EXERCISE GOAL:
Reproduce every one of the records below verbatim, line for line, with no character added, dropped, or altered.

DATA SHOWN:
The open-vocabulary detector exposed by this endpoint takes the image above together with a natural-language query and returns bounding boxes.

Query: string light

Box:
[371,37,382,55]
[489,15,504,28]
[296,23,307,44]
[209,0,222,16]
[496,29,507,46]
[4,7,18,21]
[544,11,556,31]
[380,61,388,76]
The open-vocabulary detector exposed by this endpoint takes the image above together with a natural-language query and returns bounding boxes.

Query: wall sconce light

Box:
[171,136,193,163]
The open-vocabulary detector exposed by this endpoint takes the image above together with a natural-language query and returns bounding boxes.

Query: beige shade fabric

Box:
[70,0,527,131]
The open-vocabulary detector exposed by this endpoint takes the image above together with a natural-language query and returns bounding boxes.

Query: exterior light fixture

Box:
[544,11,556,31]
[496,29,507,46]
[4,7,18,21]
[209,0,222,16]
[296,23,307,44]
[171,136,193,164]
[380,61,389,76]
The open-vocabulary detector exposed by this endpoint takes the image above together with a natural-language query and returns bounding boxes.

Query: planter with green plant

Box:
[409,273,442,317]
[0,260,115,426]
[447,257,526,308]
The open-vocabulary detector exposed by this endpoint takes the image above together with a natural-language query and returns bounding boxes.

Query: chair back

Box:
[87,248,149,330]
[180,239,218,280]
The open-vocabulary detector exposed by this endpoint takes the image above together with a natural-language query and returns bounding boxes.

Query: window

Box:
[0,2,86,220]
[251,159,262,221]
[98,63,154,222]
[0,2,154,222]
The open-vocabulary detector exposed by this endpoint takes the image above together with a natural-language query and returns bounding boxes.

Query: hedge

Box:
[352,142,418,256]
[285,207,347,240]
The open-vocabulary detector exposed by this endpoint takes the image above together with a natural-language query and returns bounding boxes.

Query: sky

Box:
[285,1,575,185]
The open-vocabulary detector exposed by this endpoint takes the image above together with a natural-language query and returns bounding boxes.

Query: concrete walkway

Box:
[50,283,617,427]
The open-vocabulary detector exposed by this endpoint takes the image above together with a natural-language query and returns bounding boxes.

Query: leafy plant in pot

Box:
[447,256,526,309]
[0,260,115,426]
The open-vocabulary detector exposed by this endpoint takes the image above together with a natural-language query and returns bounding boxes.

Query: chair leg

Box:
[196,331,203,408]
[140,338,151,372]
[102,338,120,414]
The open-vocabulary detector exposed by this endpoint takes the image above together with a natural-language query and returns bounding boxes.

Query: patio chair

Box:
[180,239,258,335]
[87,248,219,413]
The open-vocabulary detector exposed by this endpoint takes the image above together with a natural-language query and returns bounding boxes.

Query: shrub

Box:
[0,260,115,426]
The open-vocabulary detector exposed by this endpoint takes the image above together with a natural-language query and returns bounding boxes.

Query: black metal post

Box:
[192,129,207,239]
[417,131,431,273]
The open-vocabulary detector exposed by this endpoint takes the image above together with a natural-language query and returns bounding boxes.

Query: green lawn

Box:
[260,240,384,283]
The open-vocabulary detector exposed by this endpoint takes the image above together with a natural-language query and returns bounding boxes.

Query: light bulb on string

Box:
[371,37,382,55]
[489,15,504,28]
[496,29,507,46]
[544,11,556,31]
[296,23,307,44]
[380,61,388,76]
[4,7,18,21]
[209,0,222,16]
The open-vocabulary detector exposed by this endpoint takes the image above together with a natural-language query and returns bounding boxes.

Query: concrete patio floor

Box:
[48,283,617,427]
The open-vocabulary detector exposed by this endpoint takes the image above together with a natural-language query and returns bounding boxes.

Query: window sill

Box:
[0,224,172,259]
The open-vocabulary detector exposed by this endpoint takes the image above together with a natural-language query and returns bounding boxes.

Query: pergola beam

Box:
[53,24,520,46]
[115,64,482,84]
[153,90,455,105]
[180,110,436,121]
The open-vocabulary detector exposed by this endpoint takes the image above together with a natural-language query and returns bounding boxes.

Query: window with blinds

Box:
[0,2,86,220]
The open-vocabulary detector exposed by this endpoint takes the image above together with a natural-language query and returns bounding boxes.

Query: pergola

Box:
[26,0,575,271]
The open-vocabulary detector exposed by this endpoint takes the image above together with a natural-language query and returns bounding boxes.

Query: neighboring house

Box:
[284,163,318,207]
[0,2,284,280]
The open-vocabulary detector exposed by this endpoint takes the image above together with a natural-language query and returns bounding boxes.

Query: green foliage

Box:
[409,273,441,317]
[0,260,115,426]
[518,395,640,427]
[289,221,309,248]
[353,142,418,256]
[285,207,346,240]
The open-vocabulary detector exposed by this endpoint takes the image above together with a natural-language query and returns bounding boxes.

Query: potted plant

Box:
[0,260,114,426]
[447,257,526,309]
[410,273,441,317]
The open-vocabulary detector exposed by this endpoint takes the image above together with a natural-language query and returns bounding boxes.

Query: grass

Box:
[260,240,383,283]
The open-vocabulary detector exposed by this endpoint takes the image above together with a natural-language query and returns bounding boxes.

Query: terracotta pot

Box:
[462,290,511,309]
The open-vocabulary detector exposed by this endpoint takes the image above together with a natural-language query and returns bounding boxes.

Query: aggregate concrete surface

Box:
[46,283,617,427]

FINAL RESULT:
The open-vocabulary detector exposed by this endpoint takes the image above together with a natural-language query and returns bounding boxes.

Query: string light

Box:
[371,37,382,55]
[489,15,504,28]
[296,23,307,44]
[209,0,222,16]
[496,29,507,46]
[4,7,18,21]
[544,11,556,31]
[380,61,388,76]
The open-vocabulary detector exposed by this endpoint takes the image above together with a natural-language query and returns bounding boxes.

Query: wall sconce light

Box:
[171,136,193,163]
The open-vocabulary detector exposed by this endpoint takes the image above together with a natural-language query and returns bounding boxes.

Query: beige shade fabric

Box:
[70,0,527,131]
The open-vocabulary detector exposed by this endpoint takes the image above together with a natural-language query and returns bounding boxes.

Query: exterior light fixture

Box:
[544,11,556,31]
[496,29,507,46]
[4,7,18,21]
[209,0,222,16]
[296,23,307,44]
[171,136,193,164]
[380,61,389,76]
The open-vocabulary detector exposed by this endpoint takes the image above together with a natural-language query and returns bounding boxes.

Query: planter with green plant

Box:
[409,273,442,317]
[0,260,115,426]
[447,257,526,308]
The open-vocabulary detector exposed by this endpoint takes the image above together with a natural-language query and returns bounding boxes.

Query: chair back

Box:
[87,248,149,330]
[180,239,218,280]
The open-vocabulary detector exposed by this endpoint takes the image above together with a natural-language query and returns bounding boxes.

Query: window

Box:
[0,2,86,220]
[251,159,262,221]
[98,63,154,222]
[0,2,154,222]
The open-vocabulary detector exposed by this endpoint takes the image above together with a natural-language query and returns bounding boxes.

Query: hedge

Box:
[352,142,418,256]
[285,207,347,240]
The open-vocabulary detector exposed by this endpoint takes the image above together with a natural-language query and returns bounding boxes.

Query: sky

Box:
[285,1,575,185]
The open-vocabulary detector exposed by this endpoint takes the image above together with a natural-language query and returns bounding boxes.

Query: concrete walkway

Box:
[50,283,617,427]
The open-vocabulary detector exposed by this endpoint takes the image above together with a natural-language query and returns bounding boxes.

Query: leafy plant in pot

Box:
[447,256,526,309]
[0,260,115,426]
The open-vocabulary detector exposed by this endpoint takes the image above together with a natural-language query and returns bounding boxes.

Query: chair leg

Box:
[196,331,203,408]
[140,338,151,372]
[102,338,120,414]
The open-vocabulary detector exposed by this endpoint takes the image above together with a natural-language query and returns bounding boxes.

Query: patio chair

Box:
[180,239,258,335]
[87,248,219,413]
The open-vocabulary detector exposed by this endpoint takes the image above together with a natural-language query and returns bounding boxes.

Query: shrub

Box:
[0,260,115,426]
The open-vocabulary detector exposed by this endpoint takes the image above together with a natural-language query and returns bounding boxes.

Query: black metal post

Box:
[192,129,207,239]
[417,131,431,273]
The open-vocabulary detector exposed by this endpoint takes the image above together with a natural-language query and returns bounding boxes.

Query: green lawn

Box:
[260,240,384,283]
The open-vocabulary detector exposed by this endpoint takes the image above together with a natural-language query and returns bounding boxes.

Query: light bulb on string

Box:
[371,37,382,55]
[489,15,504,28]
[496,29,507,46]
[544,11,556,31]
[296,23,307,44]
[380,61,388,76]
[4,7,18,21]
[209,0,222,16]
The open-vocabulary detector exposed by this endpoint takes the image above together with a natural-language query and returns bounding boxes.

Query: concrete patio floor

Box:
[48,283,617,427]
The open-vocabulary detector exposed by this endpoint takes the image above together with a natural-language query and returns bounding boxes.

Query: window sill

Box:
[0,224,172,259]
The open-vocabulary detector exposed by this endpoint takes the image above together with a natural-language query and returns bounding boxes.

Query: pergola beam

Box:
[53,24,520,46]
[115,64,482,84]
[153,90,455,105]
[180,110,436,121]
The open-vocabulary detector exposed by this endpoint takes the image above together with a natural-language query and returns bounding boxes.

Query: window with blinds

Box:
[0,2,86,220]
The open-vocabulary detector exposed by this endpoint takes the image above together with a natural-language query and returns bounding boxes.

Query: pergola

Box:
[26,0,575,271]
The open-vocabulary detector exposed by this endpoint takes the image above together with a natural-language query and returns bounding boxes.

Query: neighboring house

Box:
[284,163,318,207]
[0,2,284,280]
The open-vocabulary detector exposed by this endpoint takes the image above together with a natural-language query and returns bounding boxes.

Query: green foliage

Box:
[409,273,441,317]
[0,260,115,426]
[518,395,640,427]
[289,221,309,248]
[353,142,418,256]
[285,207,346,240]
The open-vocabulary detector exposed by this endpoint takes the image above together with a natural-language query and returns bounding boxes.

Query: potted plant

Box:
[0,260,114,426]
[447,257,526,309]
[410,273,441,317]
The open-vocabulary detector exposed by this endpoint takes the image above together with a natural-language query and returns bounding boxes.

Query: grass

Box:
[260,240,383,283]
The open-vocabulary detector exposed by this endpoint takes the image above together with a natural-language query and returns bounding boxes.

Query: terracotta pot

Box:
[462,290,511,309]
The open-vocabulary detector exposed by this endpoint takes the image above together with a natural-language query and returns bounding boxes.

Query: aggregate concrete surface

Box:
[46,283,617,427]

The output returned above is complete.